Work to complete
Go through the entries below and print each one exactly, leaving out pictures.

Supplied entries
== == ==

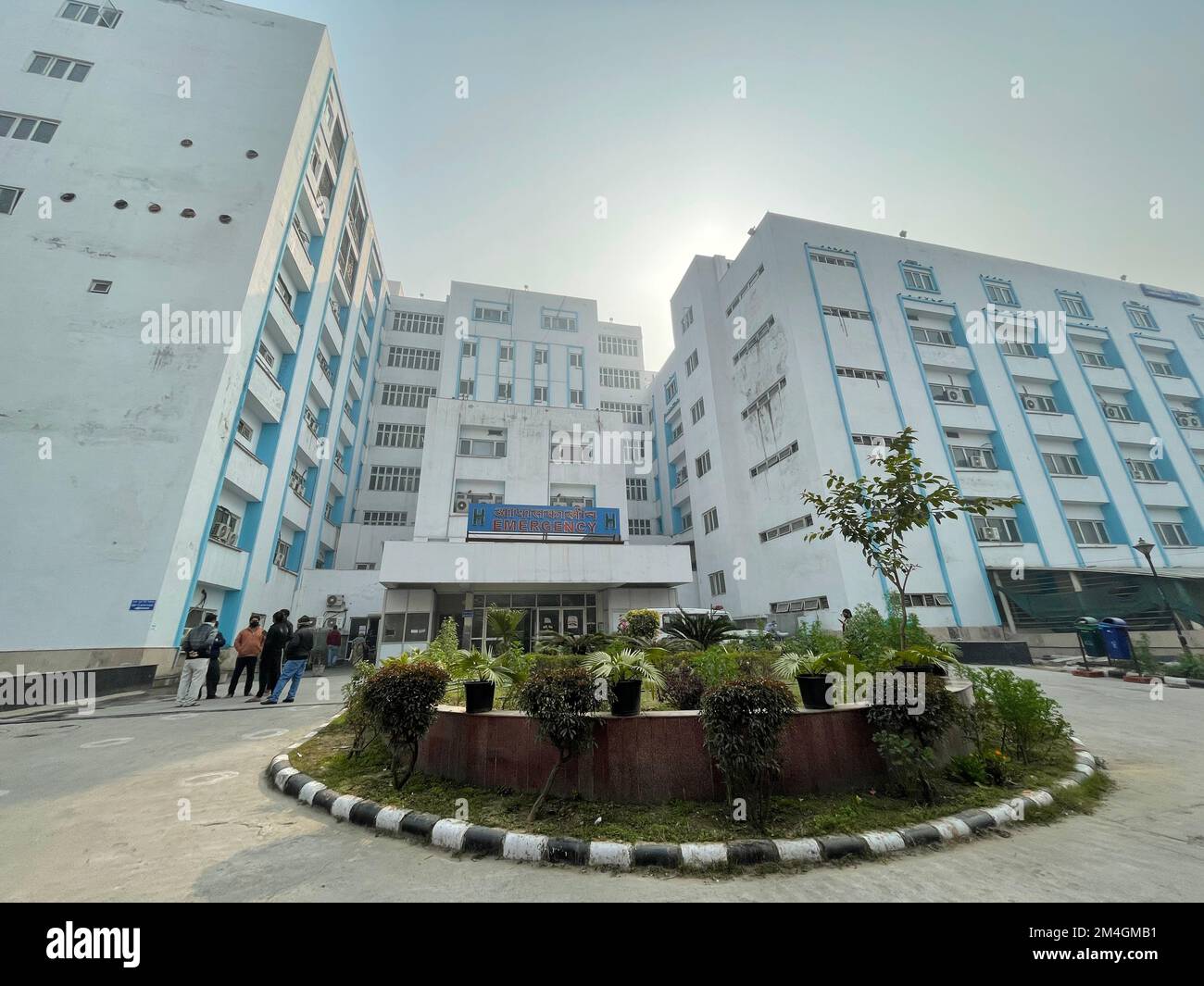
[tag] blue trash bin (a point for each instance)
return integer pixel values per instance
(1116, 640)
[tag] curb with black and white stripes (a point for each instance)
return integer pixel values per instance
(457, 836)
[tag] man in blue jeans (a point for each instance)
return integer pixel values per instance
(296, 656)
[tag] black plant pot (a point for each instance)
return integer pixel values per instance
(813, 688)
(478, 696)
(625, 697)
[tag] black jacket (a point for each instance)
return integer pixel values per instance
(300, 644)
(276, 638)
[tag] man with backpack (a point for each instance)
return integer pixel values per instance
(197, 644)
(296, 656)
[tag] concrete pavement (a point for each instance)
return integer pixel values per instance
(141, 802)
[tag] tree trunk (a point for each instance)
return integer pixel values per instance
(546, 788)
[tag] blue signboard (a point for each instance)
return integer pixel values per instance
(525, 520)
(1167, 293)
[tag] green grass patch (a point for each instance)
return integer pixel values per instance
(325, 758)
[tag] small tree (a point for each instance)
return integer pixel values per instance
(877, 512)
(401, 697)
(560, 701)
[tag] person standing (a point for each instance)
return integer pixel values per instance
(296, 656)
(196, 644)
(333, 640)
(248, 644)
(277, 636)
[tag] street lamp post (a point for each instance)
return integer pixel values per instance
(1147, 549)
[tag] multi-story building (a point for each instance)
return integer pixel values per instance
(194, 293)
(1078, 393)
(500, 396)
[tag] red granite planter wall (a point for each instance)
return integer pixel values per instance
(646, 758)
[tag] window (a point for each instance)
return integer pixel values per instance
(8, 199)
(490, 445)
(754, 340)
(55, 67)
(1172, 535)
(610, 376)
(558, 321)
(394, 478)
(1143, 469)
(633, 414)
(417, 321)
(618, 345)
(397, 436)
(927, 598)
(1072, 305)
(782, 530)
(485, 312)
(412, 357)
(225, 528)
(1062, 465)
(747, 284)
(773, 460)
(406, 395)
(1039, 404)
(382, 519)
(966, 457)
(932, 336)
(1140, 317)
(1088, 532)
(996, 530)
(919, 279)
(91, 13)
(999, 292)
(762, 400)
(27, 128)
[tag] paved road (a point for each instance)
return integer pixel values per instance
(139, 802)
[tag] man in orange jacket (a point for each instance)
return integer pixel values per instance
(248, 644)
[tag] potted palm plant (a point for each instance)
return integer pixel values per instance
(625, 670)
(482, 673)
(811, 670)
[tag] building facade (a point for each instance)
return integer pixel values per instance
(1078, 393)
(200, 295)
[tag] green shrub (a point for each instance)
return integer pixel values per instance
(742, 725)
(401, 700)
(560, 700)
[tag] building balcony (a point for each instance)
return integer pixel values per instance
(1080, 489)
(223, 566)
(284, 328)
(265, 393)
(987, 483)
(1047, 425)
(1160, 493)
(245, 474)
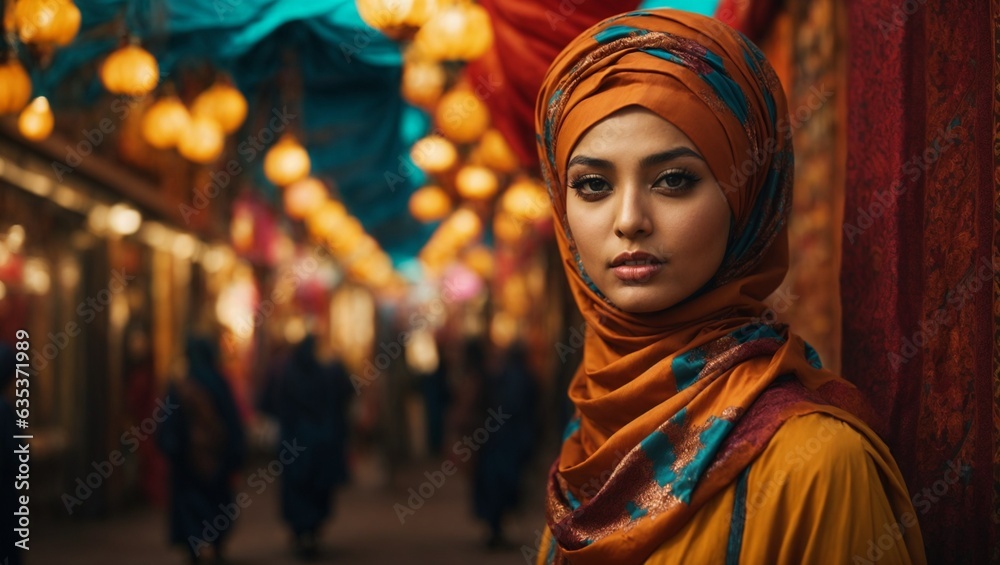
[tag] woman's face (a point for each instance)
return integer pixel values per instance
(648, 217)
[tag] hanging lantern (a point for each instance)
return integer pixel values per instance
(461, 32)
(430, 204)
(495, 152)
(15, 86)
(165, 122)
(131, 70)
(394, 18)
(286, 162)
(36, 120)
(475, 182)
(423, 82)
(480, 260)
(324, 220)
(434, 154)
(224, 104)
(202, 141)
(304, 196)
(464, 225)
(346, 237)
(526, 199)
(461, 116)
(42, 22)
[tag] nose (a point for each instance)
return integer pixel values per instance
(633, 218)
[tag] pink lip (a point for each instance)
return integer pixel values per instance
(635, 266)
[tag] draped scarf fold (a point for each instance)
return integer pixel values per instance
(672, 406)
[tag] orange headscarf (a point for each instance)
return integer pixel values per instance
(675, 404)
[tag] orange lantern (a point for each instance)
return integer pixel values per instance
(165, 122)
(461, 32)
(324, 220)
(304, 196)
(462, 116)
(47, 21)
(429, 204)
(36, 120)
(396, 19)
(495, 152)
(15, 86)
(423, 82)
(526, 199)
(286, 162)
(224, 104)
(202, 141)
(131, 70)
(434, 154)
(476, 182)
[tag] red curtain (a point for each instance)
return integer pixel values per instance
(918, 279)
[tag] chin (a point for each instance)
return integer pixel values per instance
(642, 300)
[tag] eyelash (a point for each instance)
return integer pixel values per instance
(690, 179)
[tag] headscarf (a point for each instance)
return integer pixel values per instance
(674, 405)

== == ==

Exercise result
[tag] blue trash bin (a point for each instance)
return integer pixel values per instance
(1116, 640)
[tag] curb with black and white stripes (a point for each instance)
return integer pixel values per instance
(457, 836)
[tag] man in blue jeans (a point for each instance)
return integer pixel values per instance
(296, 656)
[tag] black plant pot (a point for each instance)
return integer pixel values per instance
(813, 688)
(478, 696)
(625, 697)
[tag] black jacket (a point for each instance)
return integer pixel values per instance
(300, 644)
(276, 638)
[tag] man with backpack (a point for each instance)
return integer pixel values per instance
(197, 644)
(296, 656)
[tag] concrete pavement (a point for each instance)
return integer pixel values per instance
(141, 802)
[tag] tree trunk (a point for each instance)
return integer pixel values per instance
(546, 788)
[tag] blue signboard (a point for each instance)
return integer pixel values per instance
(525, 520)
(1167, 293)
[tag] green grass patch (a point for each instance)
return integer pixel values per instance
(325, 758)
[tag] small tree (a point for each instance)
return integer pixel values per instance
(877, 512)
(401, 697)
(560, 701)
[tag] person standing (a point for each instance)
return integer pixel values per instance
(296, 656)
(196, 644)
(333, 640)
(248, 644)
(277, 636)
[tag] street lamp post (a point for each instance)
return integer pixel values per instance
(1147, 549)
[tag] multi-story building (a point for each instance)
return integer pixel values per instance
(194, 293)
(1078, 393)
(500, 396)
[tag] red granite planter wall (a point for each instance)
return integer pixel values per instance
(646, 758)
[tag] window (a point for each instance)
return integer pixel values per instance
(8, 199)
(490, 445)
(754, 340)
(55, 67)
(1172, 535)
(610, 376)
(558, 321)
(394, 478)
(1143, 469)
(633, 414)
(417, 321)
(618, 345)
(397, 436)
(927, 598)
(1072, 305)
(782, 530)
(485, 312)
(412, 357)
(225, 528)
(1062, 465)
(747, 284)
(773, 460)
(406, 395)
(1039, 404)
(382, 519)
(966, 457)
(932, 336)
(1140, 317)
(1088, 532)
(996, 530)
(919, 279)
(91, 13)
(999, 292)
(762, 400)
(27, 128)
[tag] paved road (a point for each instance)
return integer pixel values per instance
(139, 802)
[tag] man in orange jacket (a point for each instance)
return integer pixel values per instance
(248, 644)
[tag] potted palm plant (a point for each instance)
return integer pixel values per instance
(625, 670)
(482, 673)
(811, 670)
[tag] building facade (a point for each instance)
return integer pixel values per instance
(1078, 393)
(200, 295)
[tag] green shrub (a point for each instance)
return integer pixel values per instance
(742, 725)
(401, 700)
(560, 700)
[tag] building balcony (a point for each instance)
return integer pixel values per instance
(1080, 489)
(223, 566)
(284, 328)
(265, 393)
(987, 483)
(1047, 425)
(1160, 493)
(245, 474)
[tag] woman's face (a point for each instance)
return integer pixel values per instance
(648, 217)
[tag] hanging lantern (a point for each instance)
return integer pixel values per instance
(461, 32)
(430, 204)
(495, 152)
(15, 86)
(165, 122)
(131, 70)
(394, 18)
(286, 162)
(36, 120)
(475, 182)
(423, 82)
(480, 260)
(324, 220)
(434, 154)
(224, 104)
(202, 141)
(304, 196)
(464, 225)
(346, 237)
(526, 199)
(461, 116)
(42, 22)
[tag] nose (a point for each instance)
return integer pixel values per instance
(633, 218)
[tag] pink lip (a point for each instance)
return integer pixel values per instance
(635, 266)
[tag] draped scarf fold (a point for each instance)
return integer pixel values per instance
(672, 406)
[tag] orange headscarf (a point for each instance)
return integer pixel values per instance
(675, 404)
[tag] orange lantern (a point for each instance)
return integer pixel values per instance
(165, 122)
(461, 32)
(324, 220)
(304, 196)
(462, 116)
(47, 21)
(429, 204)
(36, 120)
(396, 19)
(495, 152)
(15, 86)
(423, 82)
(526, 199)
(286, 162)
(224, 104)
(202, 141)
(131, 70)
(434, 154)
(476, 182)
[tag] red curtain (a point for each instance)
return integer pixel values per instance
(918, 279)
[tag] chin (a point for each instance)
return integer pixel values per instance
(642, 300)
[tag] eyelash (a point for each instance)
return integer pixel values per instance
(690, 179)
[tag] headscarf (a point for each instance)
return integer pixel values per instance
(674, 405)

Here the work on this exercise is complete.